## TEXTE SOURCE
****
Nouvelle mesure pour contrer les spécialistes de la spoliation foncière. Depuis le lundi 16 septembre, il n’est plus possible de demander une copie du certificat de propriété immobilière concernant une tierce personne à moins de disposer d’un mandat officiel à cet effet ou de relever des catégories professionnelles suivantes: notaires, avocats et adouls.

L’obtention dudit document est évidemment possible pour les propriétaires et les personnes détenant des droits réels dûment inscrits sur un titre foncier.

La mesure s’appliquera aussi bien aux certificats de propriété qu’aux copies des titres fonciers et de tout autre document déposé auprès de l’Agence de la conservation foncière. La consultation des titres fonciers concernant les tiers sera également proscrite sans procuration.

Sur le plan procédural, la demande de certificat de propriété doit obligatoirement être légalisée et accompagnée d’une copie de la carte d’identité sinon, le document est refusé.

 

La disposition a été prise par l’Agence de la conservation foncière dans le cadre des instructions royales au ministre de la Justice (30 décembre 2016) pour renforcer la lutte contre les spoliations foncières. Une réunion a eu lieu, hier lundi 16 septembre, entre l’Agence nationale de la conservation foncière et le ministère de la Justice pour arrêter les modalités d’application de la mesure.
****
## LIGNES DE DONNÉES

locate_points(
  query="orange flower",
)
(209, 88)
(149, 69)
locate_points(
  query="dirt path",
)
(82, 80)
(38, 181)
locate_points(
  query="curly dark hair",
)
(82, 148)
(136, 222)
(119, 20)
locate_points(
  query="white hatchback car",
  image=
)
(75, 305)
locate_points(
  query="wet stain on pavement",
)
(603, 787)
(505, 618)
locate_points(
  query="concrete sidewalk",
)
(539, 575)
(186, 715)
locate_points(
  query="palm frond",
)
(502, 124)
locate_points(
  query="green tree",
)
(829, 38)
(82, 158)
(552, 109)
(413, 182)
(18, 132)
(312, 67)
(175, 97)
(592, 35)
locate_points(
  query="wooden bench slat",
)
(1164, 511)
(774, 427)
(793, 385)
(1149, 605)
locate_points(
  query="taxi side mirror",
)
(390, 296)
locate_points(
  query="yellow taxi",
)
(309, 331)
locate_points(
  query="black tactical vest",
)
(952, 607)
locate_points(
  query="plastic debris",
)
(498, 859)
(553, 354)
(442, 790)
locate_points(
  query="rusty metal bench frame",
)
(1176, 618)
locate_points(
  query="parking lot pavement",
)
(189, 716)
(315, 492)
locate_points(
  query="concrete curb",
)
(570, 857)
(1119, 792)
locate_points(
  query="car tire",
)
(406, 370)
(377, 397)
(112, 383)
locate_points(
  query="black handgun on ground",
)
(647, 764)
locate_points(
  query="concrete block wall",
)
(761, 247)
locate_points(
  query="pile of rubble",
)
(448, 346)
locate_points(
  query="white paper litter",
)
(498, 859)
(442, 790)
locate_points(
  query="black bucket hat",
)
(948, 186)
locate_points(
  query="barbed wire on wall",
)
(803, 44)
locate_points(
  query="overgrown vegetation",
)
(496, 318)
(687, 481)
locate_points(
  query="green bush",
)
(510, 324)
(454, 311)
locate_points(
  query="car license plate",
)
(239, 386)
****
## CONSIGNE A
Répondez à ces questions sur le texte source :
(i) Depuis quel jour n'est-il plus possible de demander une copie du certificat de propriété immobilière d'une tierce personne sans mandat officiel ?
(ii) De quoi la demande de certificat de propriété doit-elle être accompagnée ?
(iii) À quelle date remontent les instructions royales au ministre de la Justice ?
## CONSIGNE B
Comment traduiriez-vous en anglais cette phrase du texte source : « L’obtention dudit document est évidemment possible pour les propriétaires et les personnes détenant des droits réels dûment inscrits sur un titre foncier. » ?
## CONSIGNE C
Imprimez tel quel le passage du texte source qui commence par « Sur le plan » et se poursuit jusqu'à « document est refusé. ».

## CORRIGÉ COMPLET A
(i) Depuis le lundi 16 septembre.
(ii) D'une copie de la carte d'identité.
(iii) Au 30 décembre 2016.

## CORRIGÉ COMPLET B
Obtaining said document is of course possible for owners and for persons holding real rights duly registered on a land title.

## CORRIGÉ COMPLET C
Sur le plan procédural, la demande de certificat de propriété doit obligatoirement être légalisée et accompagnée d’une copie de la carte d’identité sinon, le document est refusé.